Character Set Negotiation -- Implementation Level and Collections

Issue raised by: Sabrina Huang ([email protected]) 16 Dec 1998 17:09:24 -0000

In the Character Set and Language Negotiation definition, what do "implementationLevel" and "collections" refer to?

  1. Implementation Level
    ISO 10646 defines three implementation levels: 1-3. They pertain primarily to the use of "combining characters": One or more combining characters may be combined with a base character to encode a particular element of text. Some text elements that can be encoded this way are also encoded as single characters. For example, the single character LATIN SMALL LETTER A WITH GRAVE can also be represented by a composite sequence: LATIN SMALL LETTER A followed by COMBINING GRAVE ACCENT. A complete list of combining characters is supplied in B.1 of ISO 10646-1.

    • Level 3 permits all "combining characters". (Thus in level 3 a given character may have more than a single representation; as in the example above, there may be both the single-character representation of LATIN SMALL LETTER A WITH GRAVE as well as the composite character described.)
    • In Level 2, certain combining characters are not permitted; the list of those not permitted in level 2 is supplied in B.2 of ISO 10646-1.
    • In Level 1, combining characters are not permitted at all.

--------------------------------------------------

WRITTEN REQUEST A: Convert the lines of the records from the line holding "Ground truth says the beetle's" through the end of the records, inclusive, into a Markdown table with columns named Row and Line. Omit blank lines.
The character set text and the records that follow it are unrelated material.

MATERIAL SHOWN:
--------------------------------------------------

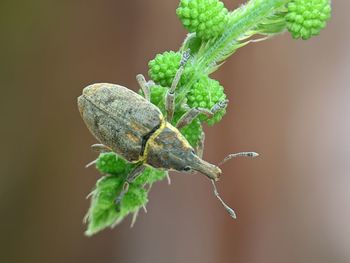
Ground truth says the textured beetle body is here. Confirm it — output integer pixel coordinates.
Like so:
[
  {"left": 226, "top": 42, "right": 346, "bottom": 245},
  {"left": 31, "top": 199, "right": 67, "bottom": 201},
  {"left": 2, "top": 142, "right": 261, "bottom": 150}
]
[
  {"left": 78, "top": 83, "right": 221, "bottom": 180},
  {"left": 78, "top": 83, "right": 163, "bottom": 162}
]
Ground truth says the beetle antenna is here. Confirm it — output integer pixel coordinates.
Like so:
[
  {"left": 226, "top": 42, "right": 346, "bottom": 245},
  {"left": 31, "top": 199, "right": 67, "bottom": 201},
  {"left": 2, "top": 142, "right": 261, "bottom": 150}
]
[
  {"left": 211, "top": 180, "right": 237, "bottom": 219},
  {"left": 218, "top": 152, "right": 259, "bottom": 166},
  {"left": 85, "top": 159, "right": 97, "bottom": 168}
]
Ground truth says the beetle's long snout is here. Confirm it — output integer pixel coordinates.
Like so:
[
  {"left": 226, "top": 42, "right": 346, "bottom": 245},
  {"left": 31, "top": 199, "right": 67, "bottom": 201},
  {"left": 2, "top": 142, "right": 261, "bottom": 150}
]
[{"left": 192, "top": 155, "right": 221, "bottom": 181}]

--------------------------------------------------

WRITTEN REQUEST B: Continue the text on character set negotiation and ISO 10646 implementation levels from where it stops.

RIGHT ANSWER A:
| Row | Line |
|---|---|
| 1 | Ground truth says the beetle's long snout is here. Confirm it — output integer pixel coordinates. |
| 2 | Like so: |
| 3 | [ |
| 4 |   {"left": 226, "top": 42, "right": 346, "bottom": 245}, |
| 5 |   {"left": 31, "top": 199, "right": 67, "bottom": 201}, |
| 6 |   {"left": 2, "top": 142, "right": 261, "bottom": 150} |
| 7 | ] |
| 8 | [{"left": 192, "top": 155, "right": 221, "bottom": 181}] |

RIGHT ANSWER B:
    • In addition, in levels 1 and 2, characters from HANGUL JAMO block are not permitted.

  2. Collections
    'collections' in the negotiation definition is an object identifier of the form
    1.0.10646.1.x.y.collection1.collection2. ......
    • x is the implementation level (as described above).
    • y is either 0 or 1. Generally, the value will be 1. (The usage of value 0 currently is not well-understood by the Z39.50 community and the value 1 should be used until such time as this clarification is updated. Annex M of ISO 10646:1 may be consulted for details.)
    • collection1, collection2, ... refer to the "collections" specified in Annex A of ISO 10646-1. For example, collection number 1 is "Basic Latin", positions 0020-007E, collection number 2 is "Latin-1 Supplement" 00A0-00FF.

Status: Approved (August 1999).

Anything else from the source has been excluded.